Text:
▬▬▬▬▬▬

Moreover the declaration conveys immediate demands: We must contribute
to the largest possible popular mobilization to enforce a number of
urgent measures such as nationalizing the banking sector without
compensation and with full social monitoring; reducing working time
without any wage cuts; taking measures to ensure food and energy
sovereignty; stopping wars, withdrawing occupation troops and
dismantling military foreign bases; acknowledging the peoples’
sovereignty and autonomy and ensuring their right to self-determination;
guaranteeing rights to land, territory, work, education and health for
all; democratizing access to means of communication and knowledge.
Finally this text proposes a global calendar, with special focus on the
week of global action from 28 March to 4 April 2009. This includes our
refusal to pay for the current crisis, our opposition to the G20 meeting
in London on 2 April 2009, solidarity with the Palestinian people on 30
March 2009, opposition to the commemoration of NATO's 60th anniversary
and our demand for its dissolution. This must indeed be a week of global
action since we agreed both on the dates and on the major themes.
Moreover the calendar includes the recurring dates for mobilisation:
Women's Day on the 8 March, Peasants' Day on the 17 April, Indigenous
Peoples' Day on 12 October (the day that Columbus landed on what
Europeans were to call the Americas in 1492).
Finally this calendar of events also includes major mobilizations on the
occasion of the G8 meeting on Madgalena Island in Sardegna in early July
2009, the UN Copenhagen summit on climate change in December 2009 and
the global week of action against the debt and International Financial
Institutions from 8 to 15 October 2009.
The groups that were most actively involved in the drafting of the
declaration of social movements were CADTM, which put forward a proposal
for collective drafting, the World March of Women (WMW), Via Campesina
(particularly its Brazilian branch the Movimento sin Terra), the
Organización continental latinoamericana y caribeña de estudiantes
(OCLAE), delegates from European, African, and Asian social movements,
and delegates from indigenous associations in Amazonia and the Andes.

▬▬▬▬▬▬

Entries supplied:
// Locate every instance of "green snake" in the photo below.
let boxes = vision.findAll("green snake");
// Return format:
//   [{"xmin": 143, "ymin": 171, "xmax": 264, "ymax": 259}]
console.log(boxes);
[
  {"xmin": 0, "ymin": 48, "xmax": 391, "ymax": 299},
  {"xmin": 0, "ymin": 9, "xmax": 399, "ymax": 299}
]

▬▬▬▬▬▬

In the text on the social movements' declaration, what date is given for solidarity with the Palestinian people?

30 March 2009